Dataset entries
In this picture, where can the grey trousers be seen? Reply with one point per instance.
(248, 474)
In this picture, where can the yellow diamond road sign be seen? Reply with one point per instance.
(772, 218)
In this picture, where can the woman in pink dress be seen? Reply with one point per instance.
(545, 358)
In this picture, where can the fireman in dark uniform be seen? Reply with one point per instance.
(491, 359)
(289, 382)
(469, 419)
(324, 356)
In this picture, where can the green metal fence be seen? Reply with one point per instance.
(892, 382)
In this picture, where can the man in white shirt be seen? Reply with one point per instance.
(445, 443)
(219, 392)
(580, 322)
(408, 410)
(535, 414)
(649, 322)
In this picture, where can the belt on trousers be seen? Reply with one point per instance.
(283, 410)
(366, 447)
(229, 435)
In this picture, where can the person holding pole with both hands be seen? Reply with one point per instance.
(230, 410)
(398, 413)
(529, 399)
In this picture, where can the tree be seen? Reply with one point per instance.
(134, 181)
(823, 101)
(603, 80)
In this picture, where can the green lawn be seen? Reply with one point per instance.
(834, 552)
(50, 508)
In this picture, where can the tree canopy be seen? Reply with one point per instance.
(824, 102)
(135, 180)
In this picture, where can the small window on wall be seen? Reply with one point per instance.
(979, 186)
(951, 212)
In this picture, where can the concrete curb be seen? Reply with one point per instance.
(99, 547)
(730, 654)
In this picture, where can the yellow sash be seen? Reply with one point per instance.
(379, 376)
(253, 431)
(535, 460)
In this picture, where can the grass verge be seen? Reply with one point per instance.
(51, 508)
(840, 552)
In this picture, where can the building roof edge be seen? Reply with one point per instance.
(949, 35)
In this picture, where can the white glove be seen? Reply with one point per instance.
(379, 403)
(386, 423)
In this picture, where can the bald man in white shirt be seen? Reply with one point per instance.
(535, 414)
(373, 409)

• Activity
Keep to the lines from the one containing "In this picture, where can the belt" to the end of the entries above, and retype them exactly.

• Completed exercise
In this picture, where can the belt on trousers be seen? Reply with one point per instance.
(283, 410)
(366, 447)
(229, 435)
In this picture, where can the person holding pole with both hands be seen? Reply with one point per instance.
(230, 410)
(398, 413)
(529, 399)
In this picture, where can the tree be seen? Reply with one point per instance.
(134, 181)
(823, 101)
(603, 80)
In this picture, where can the green lawn be seen? Reply with one point per instance.
(834, 552)
(50, 508)
In this picture, where can the tree canopy be seen? Reply with one point per instance.
(824, 102)
(135, 180)
In this picture, where can the small window on wall be seen? Reply with one point per instance.
(979, 186)
(951, 212)
In this picture, where can the concrete curb be seen? Reply with one point per instance.
(99, 547)
(730, 654)
In this picture, where can the yellow sash be seen? Reply with one point per instance.
(379, 376)
(253, 431)
(535, 460)
In this picture, where can the grass verge be seen? Reply with one point per instance.
(51, 508)
(840, 552)
In this picture, where can the building roof edge be seen? Reply with one point per instance.
(949, 35)
In this picture, where can the white glove be seen? Reply with one point per instance.
(379, 403)
(386, 423)
In this picture, where can the bald man in white shirt be seen? Reply with one point per instance.
(535, 414)
(373, 409)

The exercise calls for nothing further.